— BEGIN —
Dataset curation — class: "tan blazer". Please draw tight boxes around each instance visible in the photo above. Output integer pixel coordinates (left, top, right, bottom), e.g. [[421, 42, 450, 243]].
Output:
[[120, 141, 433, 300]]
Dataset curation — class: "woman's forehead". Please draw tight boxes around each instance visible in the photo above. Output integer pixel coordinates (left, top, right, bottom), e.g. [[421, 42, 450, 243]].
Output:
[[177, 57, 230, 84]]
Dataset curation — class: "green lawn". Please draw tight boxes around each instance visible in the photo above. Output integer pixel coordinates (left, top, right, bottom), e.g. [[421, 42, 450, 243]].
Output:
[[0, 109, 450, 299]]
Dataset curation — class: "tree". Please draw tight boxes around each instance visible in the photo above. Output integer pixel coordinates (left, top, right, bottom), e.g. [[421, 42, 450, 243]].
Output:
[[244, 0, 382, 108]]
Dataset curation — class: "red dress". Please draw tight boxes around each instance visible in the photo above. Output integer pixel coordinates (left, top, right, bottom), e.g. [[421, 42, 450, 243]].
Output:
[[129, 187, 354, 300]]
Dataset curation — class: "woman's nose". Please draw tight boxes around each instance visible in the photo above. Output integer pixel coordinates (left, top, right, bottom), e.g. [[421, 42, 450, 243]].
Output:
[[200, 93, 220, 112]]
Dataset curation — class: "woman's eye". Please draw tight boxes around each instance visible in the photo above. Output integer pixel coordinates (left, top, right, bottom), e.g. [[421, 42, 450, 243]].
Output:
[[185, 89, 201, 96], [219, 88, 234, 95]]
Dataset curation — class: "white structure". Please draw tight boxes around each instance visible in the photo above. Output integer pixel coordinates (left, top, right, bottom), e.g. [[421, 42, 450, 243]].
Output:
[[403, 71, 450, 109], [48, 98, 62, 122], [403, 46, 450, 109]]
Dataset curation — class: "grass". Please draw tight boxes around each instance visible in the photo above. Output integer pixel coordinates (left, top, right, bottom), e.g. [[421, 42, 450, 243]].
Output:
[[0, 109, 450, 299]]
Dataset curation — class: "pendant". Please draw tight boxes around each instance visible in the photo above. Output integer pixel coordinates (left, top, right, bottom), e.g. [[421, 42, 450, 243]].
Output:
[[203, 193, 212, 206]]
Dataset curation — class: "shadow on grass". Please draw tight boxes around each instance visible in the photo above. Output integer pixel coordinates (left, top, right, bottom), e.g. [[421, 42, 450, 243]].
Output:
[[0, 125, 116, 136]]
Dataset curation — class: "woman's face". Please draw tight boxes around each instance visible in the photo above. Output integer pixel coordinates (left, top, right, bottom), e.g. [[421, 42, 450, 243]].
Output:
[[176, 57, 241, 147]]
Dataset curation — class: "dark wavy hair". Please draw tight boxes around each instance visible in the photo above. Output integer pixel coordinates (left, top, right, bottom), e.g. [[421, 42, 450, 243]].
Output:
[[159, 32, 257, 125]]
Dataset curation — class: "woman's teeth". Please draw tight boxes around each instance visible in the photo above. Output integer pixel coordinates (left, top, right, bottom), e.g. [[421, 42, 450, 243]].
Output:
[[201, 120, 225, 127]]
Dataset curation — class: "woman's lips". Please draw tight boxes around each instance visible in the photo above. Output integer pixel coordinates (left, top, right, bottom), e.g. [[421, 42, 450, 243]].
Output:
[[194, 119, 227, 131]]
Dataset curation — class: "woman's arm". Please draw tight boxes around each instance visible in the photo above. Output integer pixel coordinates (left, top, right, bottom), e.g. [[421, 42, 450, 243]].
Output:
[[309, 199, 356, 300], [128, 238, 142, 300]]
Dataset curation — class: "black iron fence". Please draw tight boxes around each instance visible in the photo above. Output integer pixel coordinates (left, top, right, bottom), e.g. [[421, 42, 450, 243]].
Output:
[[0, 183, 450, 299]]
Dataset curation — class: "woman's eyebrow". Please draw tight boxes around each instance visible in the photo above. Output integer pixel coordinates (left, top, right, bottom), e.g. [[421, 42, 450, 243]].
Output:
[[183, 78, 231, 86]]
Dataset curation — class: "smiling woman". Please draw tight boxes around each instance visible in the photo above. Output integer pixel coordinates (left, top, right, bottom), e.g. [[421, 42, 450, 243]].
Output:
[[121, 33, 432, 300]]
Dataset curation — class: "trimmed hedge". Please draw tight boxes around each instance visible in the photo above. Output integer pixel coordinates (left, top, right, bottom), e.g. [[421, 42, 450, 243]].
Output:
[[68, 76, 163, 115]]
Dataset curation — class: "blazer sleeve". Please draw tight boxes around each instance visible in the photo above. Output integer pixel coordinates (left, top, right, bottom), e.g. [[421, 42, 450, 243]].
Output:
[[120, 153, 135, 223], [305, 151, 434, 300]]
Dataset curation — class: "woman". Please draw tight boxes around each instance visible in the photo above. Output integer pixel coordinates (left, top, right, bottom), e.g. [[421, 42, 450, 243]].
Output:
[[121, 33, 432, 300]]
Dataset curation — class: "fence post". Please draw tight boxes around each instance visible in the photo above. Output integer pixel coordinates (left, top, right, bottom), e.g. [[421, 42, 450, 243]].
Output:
— END —
▶ **WHAT YOU SHOULD DO**:
Rewrite all the lines above as a numbered list, omitting any blank lines.

▶ **RESPONSE**:
1. Dataset curation — class: "tan blazer". Please draw tight boxes around each instance visible in the photo above. Output integer pixel coordinates (left, top, right, bottom), e.g. [[421, 42, 450, 243]].
2. Output:
3. [[120, 141, 433, 300]]
4. Dataset curation — class: "woman's forehead". Please draw tight boxes around each instance visible in the photo above. Output integer pixel coordinates (left, top, right, bottom), e.g. [[421, 42, 450, 243]].
5. Output:
6. [[177, 57, 230, 84]]
7. Dataset curation — class: "green lawn". Please draw tight boxes around each instance visible in the photo above. Output integer pixel coordinates (left, top, right, bottom), e.g. [[421, 42, 450, 243]].
8. Output:
9. [[0, 109, 450, 299]]
10. Dataset curation — class: "tree". Please draw tight boxes around each instance visible in the photo above. Output integer pixel coordinates (left, top, right, bottom), e.g. [[421, 42, 450, 243]].
11. Output:
12. [[244, 0, 382, 108]]
13. Dataset curation — class: "red dress". Please draw tight boxes around each instance visible in the photo above. Output integer pixel coordinates (left, top, right, bottom), e.g. [[421, 42, 450, 243]].
14. Output:
15. [[129, 187, 354, 300]]
16. Dataset curation — class: "woman's nose". Please draw tight boxes around each instance visible in the photo above. Output integer pixel coordinates (left, top, right, bottom), e.g. [[421, 42, 450, 243]].
17. Output:
18. [[200, 93, 220, 112]]
19. Dataset curation — class: "woman's eye". Please draw tight boxes around each instance visible in the photo above. Output integer pixel coordinates (left, top, right, bottom), e.g. [[421, 42, 450, 243]].
20. Output:
21. [[185, 89, 201, 96], [219, 88, 234, 95]]
22. Dataset curation — class: "white structure". Please draw tight boxes around each instance visible in the photo above. Output integer pixel coordinates (left, top, right, bottom), e.g. [[421, 42, 450, 243]].
23. Output:
24. [[403, 71, 450, 109], [48, 98, 62, 122], [403, 46, 450, 109]]
25. Dataset curation — class: "grass". Please draw tight boxes around each instance visible in the photo above. Output integer pixel coordinates (left, top, right, bottom), e.g. [[421, 42, 450, 243]].
26. Output:
27. [[0, 109, 450, 299]]
28. Dataset curation — class: "pendant". Please draw tight boxes around each instance visible in the photo above. Output integer pixel coordinates (left, top, right, bottom), e.g. [[421, 42, 450, 243]].
29. Output:
30. [[203, 193, 212, 206]]
31. Dataset curation — class: "shadow on grass". Please draw tight boxes around each instance visible in the photo above. Output integer pixel coordinates (left, top, right, bottom), e.g. [[421, 42, 450, 243]].
32. Output:
33. [[0, 125, 116, 136]]
34. Dataset curation — class: "woman's face". Please draw tight boxes around each instance visible in the photo above. Output integer pixel coordinates (left, top, right, bottom), e.g. [[421, 42, 450, 243]].
35. Output:
36. [[176, 57, 241, 147]]
37. Dataset curation — class: "dark wavy hair". Please draw tight boxes around each instance visible in the photo above. Output integer pixel coordinates (left, top, right, bottom), e.g. [[421, 42, 450, 243]].
38. Output:
39. [[159, 32, 257, 125]]
40. Dataset curation — class: "woman's teeth". Please draw tight boxes around each instance visible in the photo above. Output integer pixel coordinates (left, top, right, bottom), e.g. [[421, 42, 450, 243]].
41. Output:
42. [[201, 120, 225, 127]]
43. Dataset curation — class: "woman's lips". Please draw tight boxes around each instance visible in the photo above. Output integer pixel coordinates (left, top, right, bottom), e.g. [[421, 42, 450, 243]].
44. Output:
45. [[194, 119, 227, 131]]
46. Dataset curation — class: "woman's arm". Please draw tight boxes around each instance visible in the photo above. Output integer pixel coordinates (left, top, right, bottom), e.g. [[421, 42, 450, 243]].
47. Output:
48. [[309, 199, 356, 300], [128, 238, 142, 300]]
49. Dataset curation — class: "black iron fence". Please draw tight boxes around each instance visible in the photo above. Output integer pixel coordinates (left, top, right, bottom), e.g. [[421, 42, 450, 243]].
50. Output:
51. [[0, 183, 450, 299]]
52. Dataset curation — class: "woman's eyebrow". Please draw tight boxes around each instance visible in the photo above. Output integer pixel coordinates (left, top, right, bottom), e.g. [[421, 42, 450, 243]].
53. Output:
54. [[183, 78, 231, 86]]
55. Dataset curation — class: "smiling woman". Please draw tight boxes around each instance visible in the photo above. Output integer pixel coordinates (left, top, right, bottom), e.g. [[421, 42, 450, 243]].
56. Output:
57. [[121, 33, 432, 300]]
58. Dataset curation — class: "trimmed hedge". Please draw tight boxes around each instance visible in the photo above. Output integer pixel coordinates (left, top, right, bottom), e.g. [[421, 42, 450, 243]].
59. Output:
60. [[68, 76, 163, 115]]
61. Dataset curation — class: "blazer sleeve". Please draw tight boxes around each instance visible in the photo above. Output integer pixel coordinates (left, top, right, bottom), e.g. [[421, 42, 450, 243]].
62. Output:
63. [[120, 153, 135, 223], [305, 151, 434, 300]]
64. Dataset curation — class: "woman". Please draw tight boxes around each instance visible in the photo above. Output integer pixel coordinates (left, top, right, bottom), e.g. [[421, 42, 450, 243]].
65. Output:
66. [[121, 33, 432, 300]]
67. Dataset curation — class: "fence post". Please draw tight boxes around each instance visible in the photo above. Output integer pixel coordinates (left, top, right, bottom), e.g. [[421, 42, 450, 243]].
68. Output:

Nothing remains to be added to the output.